## Exercise passage:
The product. Do you actually have a product? This isn’t a totally crazy question. A lot of companies were built around shaky alpha versions of technology that never quite worked. And if you’re in the service business, you need products, too, if you’re going to avoid becoming a commodity and being priced out of existence. Think about what you do. Is your tech rock solid? Can you differentiate yourself because of your unique offerings? If not, you’d better start thinking about how to move ahead of the mob in your offerings.

Short-term thinking. I’d bet that you’re probably thinking hard about how to cool down your burn rate these days. Simply spending all your cash on quick-fix solutions is a recipe for disaster. Last year, a lot of companies bet the farm on huge ad campaigns that generated a lot of one-time traffic to their sites but gathered very few repeat customers. Short-term thinking says, “We need lots of traffic now; we’ll worry about what to do with it later.” You have to build value for your customers and give them a reason — a real, compelling reason — to come back. Customer service isn’t a cost to be dealt with. It’s the long-term, often unglamorous way to build a business for the long haul.

Hype. By now, who hasn’t heard of a company that’s billing itself as the “premier provider” of “B2x services” that isn’t set to “dominate the industry”? Hype leads to high expectations. If those expectations aren’t met, the effect is far worse over the long haul than if they’d never heard of you at all. If you’ve got a good story to tell, tell it like it is. A truly compelling story is one that doesn’t need puffery. Mom was right. Honesty really is the best policy.

Other people’s money. This is getting harder to get, but if you’re plowing through your investors’ money like it’s going out of style, stop. Regardless of what you think, that money is now YOUR money, and you ought to start spending it accordingly. Think long and hard about your priorities. Is that company DJ/chef really necessary? Is the salary of that young whippersnapper with two weeks of experience outside of business school really worth it? Do you really need to have that new furniture right now? Every dollar you spend needs to be able to account for the bottom line. I know, I know… this sounds like kid’s stuff. But past behavior by many companies shows that this basic fundamental was (and is) often ignored. Demand accountability, and make the tough decisions that need to be made when you’re not getting value.

## Task instructions:
a) Answer these questions about the business advice passage:
(i) What did many companies bet the farm on last year?
(ii) What does hype lead to?
(iii) What does the passage say every dollar you spend needs to be able to account for?
b) Copy the business advice passage word for word, beginning with the words "Hype. By now, who" and stopping after the words "the best policy.".

## Dataset content:
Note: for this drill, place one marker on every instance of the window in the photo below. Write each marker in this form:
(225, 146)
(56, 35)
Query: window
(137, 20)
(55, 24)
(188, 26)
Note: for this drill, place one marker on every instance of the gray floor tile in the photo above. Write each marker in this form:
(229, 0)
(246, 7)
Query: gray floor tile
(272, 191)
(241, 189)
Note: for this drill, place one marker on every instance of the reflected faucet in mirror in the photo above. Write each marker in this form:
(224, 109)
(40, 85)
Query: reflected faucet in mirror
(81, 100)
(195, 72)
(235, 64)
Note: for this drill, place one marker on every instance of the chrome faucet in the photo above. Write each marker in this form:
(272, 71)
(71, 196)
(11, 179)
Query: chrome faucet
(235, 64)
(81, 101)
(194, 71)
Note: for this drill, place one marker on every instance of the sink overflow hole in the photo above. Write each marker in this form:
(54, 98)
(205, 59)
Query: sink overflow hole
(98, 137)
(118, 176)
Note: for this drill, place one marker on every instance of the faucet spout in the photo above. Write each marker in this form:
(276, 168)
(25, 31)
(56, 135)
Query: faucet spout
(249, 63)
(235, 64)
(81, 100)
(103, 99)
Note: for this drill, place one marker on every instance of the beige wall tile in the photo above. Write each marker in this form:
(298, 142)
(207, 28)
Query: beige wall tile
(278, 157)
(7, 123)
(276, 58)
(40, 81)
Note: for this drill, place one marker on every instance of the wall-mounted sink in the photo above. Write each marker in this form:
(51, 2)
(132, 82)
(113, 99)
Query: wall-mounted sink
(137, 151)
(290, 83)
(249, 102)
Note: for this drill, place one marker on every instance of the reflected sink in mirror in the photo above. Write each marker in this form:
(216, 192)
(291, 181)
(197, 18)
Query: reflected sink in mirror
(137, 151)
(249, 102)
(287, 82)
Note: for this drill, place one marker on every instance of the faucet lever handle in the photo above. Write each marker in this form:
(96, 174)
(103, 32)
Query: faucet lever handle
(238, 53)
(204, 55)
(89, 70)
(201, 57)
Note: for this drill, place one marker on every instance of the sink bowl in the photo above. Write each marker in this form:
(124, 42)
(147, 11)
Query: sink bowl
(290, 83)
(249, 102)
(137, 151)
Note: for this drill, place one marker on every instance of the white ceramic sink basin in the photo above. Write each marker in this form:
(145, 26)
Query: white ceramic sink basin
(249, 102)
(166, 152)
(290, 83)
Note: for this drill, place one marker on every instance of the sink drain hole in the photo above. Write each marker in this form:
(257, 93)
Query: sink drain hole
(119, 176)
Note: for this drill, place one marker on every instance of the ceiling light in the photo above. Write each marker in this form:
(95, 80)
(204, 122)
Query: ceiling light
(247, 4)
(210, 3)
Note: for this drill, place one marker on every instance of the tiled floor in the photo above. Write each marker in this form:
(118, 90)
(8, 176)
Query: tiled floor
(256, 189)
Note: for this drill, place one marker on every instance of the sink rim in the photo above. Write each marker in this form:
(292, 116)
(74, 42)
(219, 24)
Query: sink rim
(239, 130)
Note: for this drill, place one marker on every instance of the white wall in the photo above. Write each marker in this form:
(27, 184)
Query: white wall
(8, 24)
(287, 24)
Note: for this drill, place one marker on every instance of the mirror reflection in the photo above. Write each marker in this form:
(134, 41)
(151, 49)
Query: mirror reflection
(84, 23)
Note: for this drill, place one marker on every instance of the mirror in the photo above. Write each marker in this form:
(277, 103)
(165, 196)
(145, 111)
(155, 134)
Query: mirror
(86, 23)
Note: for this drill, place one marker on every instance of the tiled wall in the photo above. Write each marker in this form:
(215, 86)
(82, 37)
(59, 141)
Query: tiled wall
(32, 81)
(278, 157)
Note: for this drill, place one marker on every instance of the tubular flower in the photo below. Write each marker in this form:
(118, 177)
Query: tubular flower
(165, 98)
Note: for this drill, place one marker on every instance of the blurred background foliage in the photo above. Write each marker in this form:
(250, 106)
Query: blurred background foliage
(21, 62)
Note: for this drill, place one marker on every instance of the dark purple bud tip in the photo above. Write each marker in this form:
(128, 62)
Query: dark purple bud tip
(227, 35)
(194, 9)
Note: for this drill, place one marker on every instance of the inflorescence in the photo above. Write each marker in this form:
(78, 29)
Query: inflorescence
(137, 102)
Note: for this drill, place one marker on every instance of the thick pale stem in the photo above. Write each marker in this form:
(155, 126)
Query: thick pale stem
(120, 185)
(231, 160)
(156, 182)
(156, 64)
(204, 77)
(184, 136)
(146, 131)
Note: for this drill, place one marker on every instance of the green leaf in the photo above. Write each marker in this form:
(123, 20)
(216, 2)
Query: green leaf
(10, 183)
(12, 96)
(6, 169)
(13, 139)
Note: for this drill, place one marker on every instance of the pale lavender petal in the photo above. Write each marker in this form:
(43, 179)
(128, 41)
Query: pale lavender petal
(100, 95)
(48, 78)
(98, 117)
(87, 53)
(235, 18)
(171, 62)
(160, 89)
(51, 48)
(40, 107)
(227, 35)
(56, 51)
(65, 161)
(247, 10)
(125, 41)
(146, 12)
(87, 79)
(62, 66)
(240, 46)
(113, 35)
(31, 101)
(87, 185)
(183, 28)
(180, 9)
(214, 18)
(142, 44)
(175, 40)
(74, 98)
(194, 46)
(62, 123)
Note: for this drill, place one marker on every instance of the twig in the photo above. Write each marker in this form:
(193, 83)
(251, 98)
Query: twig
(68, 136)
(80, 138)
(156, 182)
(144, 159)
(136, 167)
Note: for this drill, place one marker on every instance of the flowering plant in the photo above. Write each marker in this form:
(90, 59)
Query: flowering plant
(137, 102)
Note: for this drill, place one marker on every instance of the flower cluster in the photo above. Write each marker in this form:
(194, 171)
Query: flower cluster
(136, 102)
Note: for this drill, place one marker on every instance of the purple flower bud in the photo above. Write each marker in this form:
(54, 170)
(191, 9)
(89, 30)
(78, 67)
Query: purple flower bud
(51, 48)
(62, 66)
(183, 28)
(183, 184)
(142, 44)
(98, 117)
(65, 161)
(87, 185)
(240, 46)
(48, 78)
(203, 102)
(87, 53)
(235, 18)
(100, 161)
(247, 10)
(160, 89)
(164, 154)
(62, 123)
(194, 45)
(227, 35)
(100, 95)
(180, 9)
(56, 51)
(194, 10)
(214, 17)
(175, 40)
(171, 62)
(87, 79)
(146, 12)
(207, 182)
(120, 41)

## Results by task:
a)
(i) Huge ad campaigns.
(ii) High expectations.
(iii) The bottom line.

b)
Hype. By now, who hasn’t heard of a company that’s billing itself as the “premier provider” of “B2x services” that isn’t set to “dominate the industry”? Hype leads to high expectations. If those expectations aren’t met, the effect is far worse over the long haul than if they’d never heard of you at all. If you’ve got a good story to tell, tell it like it is. A truly compelling story is one that doesn’t need puffery. Mom was right. Honesty really is the best policy.